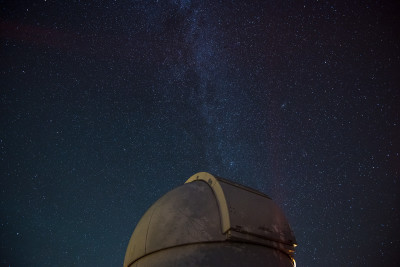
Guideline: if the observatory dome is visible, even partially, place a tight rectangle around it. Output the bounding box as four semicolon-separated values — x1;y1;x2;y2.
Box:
124;172;296;267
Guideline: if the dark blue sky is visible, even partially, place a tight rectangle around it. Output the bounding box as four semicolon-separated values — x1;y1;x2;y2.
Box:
0;0;400;266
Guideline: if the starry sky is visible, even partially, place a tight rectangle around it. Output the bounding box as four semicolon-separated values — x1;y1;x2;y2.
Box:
0;0;400;266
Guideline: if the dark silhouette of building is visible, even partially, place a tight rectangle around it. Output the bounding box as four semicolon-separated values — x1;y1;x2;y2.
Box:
124;172;296;267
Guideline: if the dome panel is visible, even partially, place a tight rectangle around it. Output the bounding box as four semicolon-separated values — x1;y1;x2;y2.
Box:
124;172;295;267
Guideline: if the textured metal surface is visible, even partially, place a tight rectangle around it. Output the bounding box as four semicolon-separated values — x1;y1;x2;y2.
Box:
124;172;295;266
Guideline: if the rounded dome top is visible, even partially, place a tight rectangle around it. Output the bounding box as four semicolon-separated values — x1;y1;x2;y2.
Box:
124;172;296;266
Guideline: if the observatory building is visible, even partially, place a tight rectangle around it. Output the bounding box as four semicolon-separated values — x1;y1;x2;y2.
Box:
124;172;296;267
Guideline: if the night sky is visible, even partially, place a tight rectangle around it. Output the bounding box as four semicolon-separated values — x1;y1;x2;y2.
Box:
0;0;400;266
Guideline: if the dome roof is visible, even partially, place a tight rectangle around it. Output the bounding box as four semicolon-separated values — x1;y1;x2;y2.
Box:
124;172;296;266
§
Written instruction = Reproduce the rows from the start of the rows through the line containing "124;172;295;267", substituting "close-fitting rectangle" for "tight rectangle" and keeping everything else unchanged. Omit the pictures from your answer.

Solution to this exercise =
Guideline: if the observatory dome is visible, even partially, place a close-fitting rectangle around it. Output the bounding box as four semicolon-separated values — x1;y1;x2;y2.
Box:
124;172;296;267
Guideline: if the dark blue sky is visible, even partially, place a close-fitting rectangle around it. Output the bounding box as four semicolon-separated values — x1;y1;x2;y2.
Box:
0;0;400;266
Guideline: if the starry sky is visible, even partially, place a close-fitting rectangle around it. Output the bounding box as four semicolon-separated values — x1;y1;x2;y2.
Box:
0;0;400;266
Guideline: if the dark silhouette of building is visible, even partially, place a close-fitting rectangle around it. Output the bounding box as four semicolon-separated values — x1;y1;x2;y2.
Box:
124;172;296;267
Guideline: if the dome panel is visible, even partially, place a close-fitting rectangle around it. Output the bounding box as four semicolon-separated values — x1;y1;x2;y2.
Box:
124;172;295;267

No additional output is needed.